(Records taken from a collection)
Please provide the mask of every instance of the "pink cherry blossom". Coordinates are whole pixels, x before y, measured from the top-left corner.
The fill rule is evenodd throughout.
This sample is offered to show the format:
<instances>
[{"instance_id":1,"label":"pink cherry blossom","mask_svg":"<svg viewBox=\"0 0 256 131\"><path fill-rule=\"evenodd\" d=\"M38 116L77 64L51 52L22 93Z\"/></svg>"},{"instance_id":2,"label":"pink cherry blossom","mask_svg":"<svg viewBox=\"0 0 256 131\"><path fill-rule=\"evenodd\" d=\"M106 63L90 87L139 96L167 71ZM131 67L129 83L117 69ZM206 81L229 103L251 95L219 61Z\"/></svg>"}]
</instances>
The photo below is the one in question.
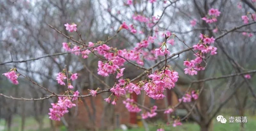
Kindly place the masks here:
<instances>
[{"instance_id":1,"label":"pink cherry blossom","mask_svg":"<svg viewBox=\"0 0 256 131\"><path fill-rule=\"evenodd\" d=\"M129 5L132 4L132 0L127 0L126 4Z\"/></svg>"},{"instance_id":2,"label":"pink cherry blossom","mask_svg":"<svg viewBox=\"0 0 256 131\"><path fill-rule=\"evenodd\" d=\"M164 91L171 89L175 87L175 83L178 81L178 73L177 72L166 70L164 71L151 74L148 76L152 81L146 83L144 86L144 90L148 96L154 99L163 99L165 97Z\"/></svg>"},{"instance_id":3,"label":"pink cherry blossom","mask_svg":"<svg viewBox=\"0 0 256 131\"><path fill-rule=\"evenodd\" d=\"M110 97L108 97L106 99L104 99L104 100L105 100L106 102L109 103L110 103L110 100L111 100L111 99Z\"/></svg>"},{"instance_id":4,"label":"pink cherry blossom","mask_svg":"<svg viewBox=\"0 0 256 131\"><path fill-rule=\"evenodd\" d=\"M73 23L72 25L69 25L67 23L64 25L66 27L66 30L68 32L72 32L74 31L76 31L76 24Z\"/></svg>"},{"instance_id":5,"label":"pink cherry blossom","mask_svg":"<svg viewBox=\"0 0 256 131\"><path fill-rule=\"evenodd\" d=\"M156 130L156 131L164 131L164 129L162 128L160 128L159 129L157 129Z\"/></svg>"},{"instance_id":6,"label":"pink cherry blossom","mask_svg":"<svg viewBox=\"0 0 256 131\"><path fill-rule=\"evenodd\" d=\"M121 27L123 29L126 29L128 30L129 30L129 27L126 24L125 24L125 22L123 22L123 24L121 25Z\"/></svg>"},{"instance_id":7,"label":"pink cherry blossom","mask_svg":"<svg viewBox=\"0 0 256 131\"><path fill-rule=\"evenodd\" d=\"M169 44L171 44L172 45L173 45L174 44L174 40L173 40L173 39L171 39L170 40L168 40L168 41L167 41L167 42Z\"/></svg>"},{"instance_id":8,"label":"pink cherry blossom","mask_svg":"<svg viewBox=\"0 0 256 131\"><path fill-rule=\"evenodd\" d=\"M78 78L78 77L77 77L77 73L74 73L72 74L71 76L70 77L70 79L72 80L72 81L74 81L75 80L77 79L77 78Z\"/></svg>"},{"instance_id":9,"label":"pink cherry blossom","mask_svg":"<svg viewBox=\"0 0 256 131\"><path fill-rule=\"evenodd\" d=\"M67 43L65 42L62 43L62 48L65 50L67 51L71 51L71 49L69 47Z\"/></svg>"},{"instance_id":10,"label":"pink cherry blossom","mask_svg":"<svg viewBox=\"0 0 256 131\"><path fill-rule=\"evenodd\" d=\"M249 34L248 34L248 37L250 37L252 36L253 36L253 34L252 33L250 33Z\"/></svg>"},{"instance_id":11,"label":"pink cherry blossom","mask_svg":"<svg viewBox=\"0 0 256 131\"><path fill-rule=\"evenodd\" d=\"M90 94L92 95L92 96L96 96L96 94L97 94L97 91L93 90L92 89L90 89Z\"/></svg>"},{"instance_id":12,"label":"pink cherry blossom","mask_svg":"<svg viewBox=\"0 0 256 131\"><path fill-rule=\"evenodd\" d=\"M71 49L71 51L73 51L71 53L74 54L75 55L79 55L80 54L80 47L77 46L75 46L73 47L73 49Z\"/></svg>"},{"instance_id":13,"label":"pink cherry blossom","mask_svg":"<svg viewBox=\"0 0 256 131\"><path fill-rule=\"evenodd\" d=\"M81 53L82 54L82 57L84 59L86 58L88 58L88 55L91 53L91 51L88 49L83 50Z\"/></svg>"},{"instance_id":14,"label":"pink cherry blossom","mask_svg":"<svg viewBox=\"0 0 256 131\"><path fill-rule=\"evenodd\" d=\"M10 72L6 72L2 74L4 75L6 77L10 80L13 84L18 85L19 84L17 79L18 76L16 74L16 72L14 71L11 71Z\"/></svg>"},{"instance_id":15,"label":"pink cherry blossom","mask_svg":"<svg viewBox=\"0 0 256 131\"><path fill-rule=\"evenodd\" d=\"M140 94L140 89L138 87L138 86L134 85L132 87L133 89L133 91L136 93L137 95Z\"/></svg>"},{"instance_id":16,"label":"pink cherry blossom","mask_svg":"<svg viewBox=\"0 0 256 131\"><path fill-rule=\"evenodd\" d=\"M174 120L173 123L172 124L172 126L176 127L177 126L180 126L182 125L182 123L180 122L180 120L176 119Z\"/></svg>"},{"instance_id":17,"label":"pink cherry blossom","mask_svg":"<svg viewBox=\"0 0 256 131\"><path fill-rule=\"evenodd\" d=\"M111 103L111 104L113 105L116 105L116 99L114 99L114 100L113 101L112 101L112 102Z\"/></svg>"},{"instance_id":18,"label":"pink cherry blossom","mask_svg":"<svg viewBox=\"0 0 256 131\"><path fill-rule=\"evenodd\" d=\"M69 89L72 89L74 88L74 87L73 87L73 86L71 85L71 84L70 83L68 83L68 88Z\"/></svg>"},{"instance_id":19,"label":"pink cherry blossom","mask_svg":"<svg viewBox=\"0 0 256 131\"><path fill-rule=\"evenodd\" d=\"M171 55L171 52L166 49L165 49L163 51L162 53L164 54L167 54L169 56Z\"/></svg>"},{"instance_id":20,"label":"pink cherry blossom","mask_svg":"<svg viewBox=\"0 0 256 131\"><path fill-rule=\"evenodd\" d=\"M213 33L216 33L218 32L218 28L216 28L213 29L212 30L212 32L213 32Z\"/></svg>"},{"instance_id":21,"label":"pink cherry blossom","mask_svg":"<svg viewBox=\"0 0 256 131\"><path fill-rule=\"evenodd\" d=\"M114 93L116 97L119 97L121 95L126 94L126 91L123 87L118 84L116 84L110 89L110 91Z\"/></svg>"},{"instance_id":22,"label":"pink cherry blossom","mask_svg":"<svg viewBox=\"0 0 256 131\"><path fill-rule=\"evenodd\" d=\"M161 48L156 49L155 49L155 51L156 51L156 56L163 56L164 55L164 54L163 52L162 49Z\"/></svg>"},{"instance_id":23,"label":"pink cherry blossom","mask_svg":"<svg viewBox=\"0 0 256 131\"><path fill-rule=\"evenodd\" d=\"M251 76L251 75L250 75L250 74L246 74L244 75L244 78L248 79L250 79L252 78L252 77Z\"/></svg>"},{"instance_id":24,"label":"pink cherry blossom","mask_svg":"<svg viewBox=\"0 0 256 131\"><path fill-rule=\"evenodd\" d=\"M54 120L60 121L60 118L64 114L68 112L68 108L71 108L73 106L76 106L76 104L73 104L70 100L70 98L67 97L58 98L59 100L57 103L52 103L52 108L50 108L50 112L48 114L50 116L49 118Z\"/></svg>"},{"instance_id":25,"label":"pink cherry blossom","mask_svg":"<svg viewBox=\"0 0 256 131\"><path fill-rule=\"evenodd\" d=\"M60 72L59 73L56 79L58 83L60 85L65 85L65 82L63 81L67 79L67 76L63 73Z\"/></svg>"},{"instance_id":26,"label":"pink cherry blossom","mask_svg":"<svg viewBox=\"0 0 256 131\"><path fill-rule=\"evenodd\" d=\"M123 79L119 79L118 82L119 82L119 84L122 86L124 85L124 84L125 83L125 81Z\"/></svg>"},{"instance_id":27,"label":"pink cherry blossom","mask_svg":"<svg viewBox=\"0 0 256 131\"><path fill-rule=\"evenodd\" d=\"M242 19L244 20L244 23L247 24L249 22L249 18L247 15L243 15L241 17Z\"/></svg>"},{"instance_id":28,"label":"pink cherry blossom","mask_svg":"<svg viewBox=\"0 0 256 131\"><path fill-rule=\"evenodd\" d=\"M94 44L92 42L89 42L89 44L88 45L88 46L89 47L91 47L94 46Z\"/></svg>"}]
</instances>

- Written instruction: Reproduce word for word the lines from the beginning of the records through the line containing "The photo below is the one in question.", including both the first line and that final line.

- Exercise response:
Please provide the mask of every instance of the "pink cherry blossom". Coordinates are whole pixels, x before y, measured from the top-left corner.
The fill rule is evenodd throughout.
This sample is offered to show the format:
<instances>
[{"instance_id":1,"label":"pink cherry blossom","mask_svg":"<svg viewBox=\"0 0 256 131\"><path fill-rule=\"evenodd\" d=\"M38 116L77 64L51 52L22 93Z\"/></svg>"},{"instance_id":2,"label":"pink cherry blossom","mask_svg":"<svg viewBox=\"0 0 256 131\"><path fill-rule=\"evenodd\" d=\"M106 63L90 87L139 96L167 71ZM131 67L129 83L117 69ZM206 81L229 103L251 95L219 61Z\"/></svg>"}]
</instances>
The photo below is the one in question.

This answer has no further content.